**TASK PROMPT:**
Please arrange every line of the listing below as a numbered list, leaving out any blank lines.

[Stored records]
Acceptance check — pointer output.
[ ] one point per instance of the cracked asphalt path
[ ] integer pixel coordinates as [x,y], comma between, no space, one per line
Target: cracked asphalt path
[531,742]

**COMPLETE RESPONSE:**
1. Acceptance check — pointer output.
2. [ ] one point per instance of the cracked asphalt path
3. [ ] integer pixel coordinates as [x,y], comma between, no space, one per line
4. Target: cracked asphalt path
5. [531,742]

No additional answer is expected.